Exercise materials Block Start

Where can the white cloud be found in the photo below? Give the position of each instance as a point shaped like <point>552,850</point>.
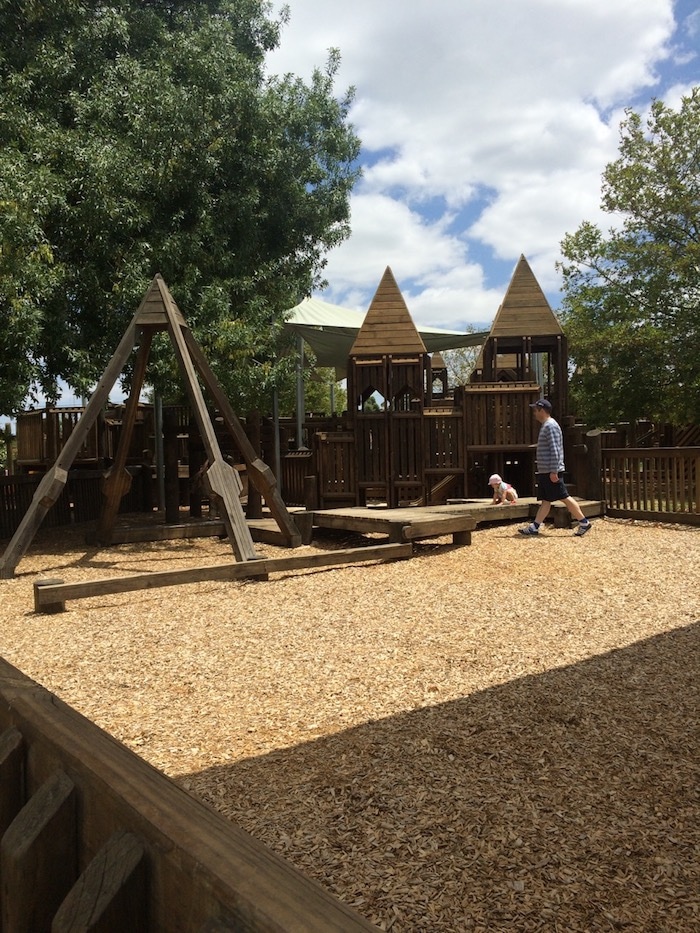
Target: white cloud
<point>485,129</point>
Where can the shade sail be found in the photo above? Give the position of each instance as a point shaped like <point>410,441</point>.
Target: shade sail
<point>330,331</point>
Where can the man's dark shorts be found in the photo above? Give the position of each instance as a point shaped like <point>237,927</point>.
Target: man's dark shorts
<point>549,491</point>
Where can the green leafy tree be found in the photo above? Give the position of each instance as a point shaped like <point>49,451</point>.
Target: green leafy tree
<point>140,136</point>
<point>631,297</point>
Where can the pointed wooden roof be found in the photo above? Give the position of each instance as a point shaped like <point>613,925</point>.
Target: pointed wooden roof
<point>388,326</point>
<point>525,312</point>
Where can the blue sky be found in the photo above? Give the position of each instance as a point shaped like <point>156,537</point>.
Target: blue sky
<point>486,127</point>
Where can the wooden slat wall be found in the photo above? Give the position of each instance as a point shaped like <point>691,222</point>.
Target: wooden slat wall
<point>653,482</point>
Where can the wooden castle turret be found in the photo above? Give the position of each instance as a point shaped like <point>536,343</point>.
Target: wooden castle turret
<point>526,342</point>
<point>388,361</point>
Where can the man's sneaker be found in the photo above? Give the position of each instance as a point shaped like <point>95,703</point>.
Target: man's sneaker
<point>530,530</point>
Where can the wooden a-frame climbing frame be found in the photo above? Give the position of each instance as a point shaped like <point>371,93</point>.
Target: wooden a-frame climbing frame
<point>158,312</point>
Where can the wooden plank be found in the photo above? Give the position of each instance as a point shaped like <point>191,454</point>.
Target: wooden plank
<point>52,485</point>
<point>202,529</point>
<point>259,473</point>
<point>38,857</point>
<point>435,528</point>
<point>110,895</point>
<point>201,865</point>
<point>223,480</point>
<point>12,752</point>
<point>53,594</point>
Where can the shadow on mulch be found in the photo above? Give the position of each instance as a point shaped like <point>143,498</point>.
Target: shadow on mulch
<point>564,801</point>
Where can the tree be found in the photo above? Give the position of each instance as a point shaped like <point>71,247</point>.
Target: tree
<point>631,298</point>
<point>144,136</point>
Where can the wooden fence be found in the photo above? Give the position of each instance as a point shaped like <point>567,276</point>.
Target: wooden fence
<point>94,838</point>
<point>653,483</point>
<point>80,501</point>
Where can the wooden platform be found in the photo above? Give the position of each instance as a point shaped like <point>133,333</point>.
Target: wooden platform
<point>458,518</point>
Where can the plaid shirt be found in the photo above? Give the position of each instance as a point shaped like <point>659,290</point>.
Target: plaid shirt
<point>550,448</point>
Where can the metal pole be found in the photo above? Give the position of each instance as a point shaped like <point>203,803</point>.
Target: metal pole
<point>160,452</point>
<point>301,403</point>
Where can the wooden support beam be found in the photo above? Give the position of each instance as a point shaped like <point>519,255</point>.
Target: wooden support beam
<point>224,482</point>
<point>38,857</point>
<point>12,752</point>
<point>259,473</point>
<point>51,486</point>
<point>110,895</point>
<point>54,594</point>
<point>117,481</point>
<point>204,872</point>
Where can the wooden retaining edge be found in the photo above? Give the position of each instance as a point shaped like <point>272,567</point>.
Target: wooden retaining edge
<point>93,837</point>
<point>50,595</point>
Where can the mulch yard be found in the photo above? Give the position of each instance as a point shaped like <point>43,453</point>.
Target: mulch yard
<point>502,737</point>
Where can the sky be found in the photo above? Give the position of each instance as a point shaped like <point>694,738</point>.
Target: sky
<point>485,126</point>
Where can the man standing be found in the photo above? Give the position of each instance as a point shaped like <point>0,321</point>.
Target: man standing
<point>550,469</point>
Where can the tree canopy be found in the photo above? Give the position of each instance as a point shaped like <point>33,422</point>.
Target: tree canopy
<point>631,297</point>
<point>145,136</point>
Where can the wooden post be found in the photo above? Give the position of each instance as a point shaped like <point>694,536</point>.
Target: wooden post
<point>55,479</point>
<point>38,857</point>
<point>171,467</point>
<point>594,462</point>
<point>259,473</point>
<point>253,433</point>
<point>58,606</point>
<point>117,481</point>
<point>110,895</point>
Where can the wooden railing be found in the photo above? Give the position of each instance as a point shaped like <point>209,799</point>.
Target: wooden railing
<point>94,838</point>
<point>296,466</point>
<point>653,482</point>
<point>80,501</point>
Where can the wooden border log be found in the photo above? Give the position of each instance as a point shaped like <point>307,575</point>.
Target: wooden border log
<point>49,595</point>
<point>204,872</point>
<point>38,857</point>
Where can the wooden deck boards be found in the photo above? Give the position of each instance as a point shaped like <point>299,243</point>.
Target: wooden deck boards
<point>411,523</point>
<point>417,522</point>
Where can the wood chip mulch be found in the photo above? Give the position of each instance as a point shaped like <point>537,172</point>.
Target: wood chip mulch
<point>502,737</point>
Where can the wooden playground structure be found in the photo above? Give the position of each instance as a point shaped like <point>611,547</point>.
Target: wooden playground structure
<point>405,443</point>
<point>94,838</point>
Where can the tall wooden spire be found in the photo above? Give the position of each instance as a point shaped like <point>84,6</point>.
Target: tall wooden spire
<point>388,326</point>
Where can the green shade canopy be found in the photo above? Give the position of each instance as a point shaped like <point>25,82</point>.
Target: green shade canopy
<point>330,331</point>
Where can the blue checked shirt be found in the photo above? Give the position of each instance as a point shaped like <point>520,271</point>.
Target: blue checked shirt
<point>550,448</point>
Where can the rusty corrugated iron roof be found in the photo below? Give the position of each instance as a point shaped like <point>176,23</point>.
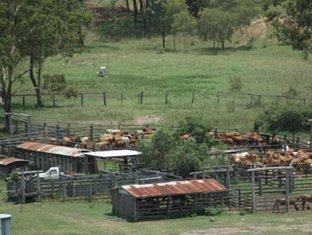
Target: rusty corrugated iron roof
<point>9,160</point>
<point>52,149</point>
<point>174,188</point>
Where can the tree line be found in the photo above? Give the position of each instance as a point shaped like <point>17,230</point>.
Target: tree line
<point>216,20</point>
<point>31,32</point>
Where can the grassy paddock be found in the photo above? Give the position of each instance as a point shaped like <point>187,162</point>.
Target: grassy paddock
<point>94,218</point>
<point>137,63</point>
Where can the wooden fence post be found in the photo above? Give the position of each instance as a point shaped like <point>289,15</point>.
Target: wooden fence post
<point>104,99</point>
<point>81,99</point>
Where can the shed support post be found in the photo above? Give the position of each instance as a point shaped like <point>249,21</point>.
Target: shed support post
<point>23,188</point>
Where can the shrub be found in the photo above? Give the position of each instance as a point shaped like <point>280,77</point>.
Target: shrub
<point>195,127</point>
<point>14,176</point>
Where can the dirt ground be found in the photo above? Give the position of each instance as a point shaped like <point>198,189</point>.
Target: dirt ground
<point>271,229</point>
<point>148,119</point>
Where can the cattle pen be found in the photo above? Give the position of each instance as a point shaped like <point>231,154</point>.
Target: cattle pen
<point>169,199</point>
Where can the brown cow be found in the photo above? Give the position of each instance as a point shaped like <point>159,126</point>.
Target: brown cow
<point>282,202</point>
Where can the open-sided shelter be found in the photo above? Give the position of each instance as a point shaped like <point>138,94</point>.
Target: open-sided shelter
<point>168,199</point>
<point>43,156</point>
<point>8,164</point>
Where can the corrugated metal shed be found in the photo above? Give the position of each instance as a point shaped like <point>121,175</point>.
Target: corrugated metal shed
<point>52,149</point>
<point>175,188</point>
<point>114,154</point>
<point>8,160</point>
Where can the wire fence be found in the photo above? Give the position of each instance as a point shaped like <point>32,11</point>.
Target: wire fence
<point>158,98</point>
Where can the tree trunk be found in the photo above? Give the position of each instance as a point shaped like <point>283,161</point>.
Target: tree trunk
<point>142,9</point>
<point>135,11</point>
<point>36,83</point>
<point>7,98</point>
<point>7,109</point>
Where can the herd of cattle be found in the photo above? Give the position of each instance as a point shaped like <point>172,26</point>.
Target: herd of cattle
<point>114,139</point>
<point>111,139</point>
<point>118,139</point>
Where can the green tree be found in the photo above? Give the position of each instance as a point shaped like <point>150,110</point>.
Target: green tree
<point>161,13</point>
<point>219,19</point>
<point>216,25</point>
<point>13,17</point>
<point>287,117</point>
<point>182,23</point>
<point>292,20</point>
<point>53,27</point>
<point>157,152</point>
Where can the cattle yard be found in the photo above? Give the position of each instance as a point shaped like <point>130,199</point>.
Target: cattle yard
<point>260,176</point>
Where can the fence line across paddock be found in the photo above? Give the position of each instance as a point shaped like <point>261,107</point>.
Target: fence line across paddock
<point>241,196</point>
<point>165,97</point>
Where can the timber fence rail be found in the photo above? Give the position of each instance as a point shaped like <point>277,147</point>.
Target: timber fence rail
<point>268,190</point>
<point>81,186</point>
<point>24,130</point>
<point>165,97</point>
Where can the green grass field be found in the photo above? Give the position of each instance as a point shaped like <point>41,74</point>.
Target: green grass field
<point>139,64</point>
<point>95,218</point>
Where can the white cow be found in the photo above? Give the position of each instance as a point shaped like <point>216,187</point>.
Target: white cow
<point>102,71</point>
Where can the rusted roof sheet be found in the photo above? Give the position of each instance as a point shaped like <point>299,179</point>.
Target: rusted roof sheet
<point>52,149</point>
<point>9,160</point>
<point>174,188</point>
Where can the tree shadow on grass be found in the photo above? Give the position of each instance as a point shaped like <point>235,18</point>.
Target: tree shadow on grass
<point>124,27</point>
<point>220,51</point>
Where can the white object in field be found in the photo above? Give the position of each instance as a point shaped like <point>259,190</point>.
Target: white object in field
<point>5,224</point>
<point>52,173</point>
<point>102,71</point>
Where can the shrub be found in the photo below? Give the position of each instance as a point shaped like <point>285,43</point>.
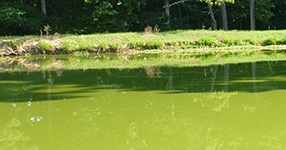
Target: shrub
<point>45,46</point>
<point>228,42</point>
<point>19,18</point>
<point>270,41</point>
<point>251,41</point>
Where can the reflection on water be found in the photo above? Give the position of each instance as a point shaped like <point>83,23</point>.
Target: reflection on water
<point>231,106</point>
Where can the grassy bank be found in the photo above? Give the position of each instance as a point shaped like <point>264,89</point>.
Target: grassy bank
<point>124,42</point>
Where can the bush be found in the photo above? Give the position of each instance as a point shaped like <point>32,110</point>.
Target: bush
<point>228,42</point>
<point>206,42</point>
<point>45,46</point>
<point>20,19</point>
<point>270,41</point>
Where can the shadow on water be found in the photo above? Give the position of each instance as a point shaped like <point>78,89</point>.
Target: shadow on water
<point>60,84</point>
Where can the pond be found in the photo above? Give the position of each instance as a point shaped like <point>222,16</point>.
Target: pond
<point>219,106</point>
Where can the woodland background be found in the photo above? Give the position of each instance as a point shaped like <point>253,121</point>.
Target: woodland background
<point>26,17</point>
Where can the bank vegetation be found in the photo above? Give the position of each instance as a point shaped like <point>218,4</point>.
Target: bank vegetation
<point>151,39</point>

Exercise materials Block End

Extract exactly and only the lines above from the line containing "Target: plaid shirt" through the line containing "Where can the wooden retaining", both end lines included.

Output below:
Target: plaid shirt
<point>550,448</point>
Where can the metal pole be found in the photo above? Give the position of each instance as a point shaped like <point>203,803</point>.
Target: metal pole
<point>160,452</point>
<point>301,403</point>
Where can the wooden support beam be found in the photo above? Give the position of each instance as a point shaped like <point>519,255</point>.
Target: wooden support beam
<point>224,482</point>
<point>38,857</point>
<point>12,752</point>
<point>259,473</point>
<point>51,486</point>
<point>110,895</point>
<point>54,594</point>
<point>117,481</point>
<point>204,872</point>
Where can the wooden retaining edge be found in the photo above? Give the position of each instance as a point shaped like <point>272,567</point>.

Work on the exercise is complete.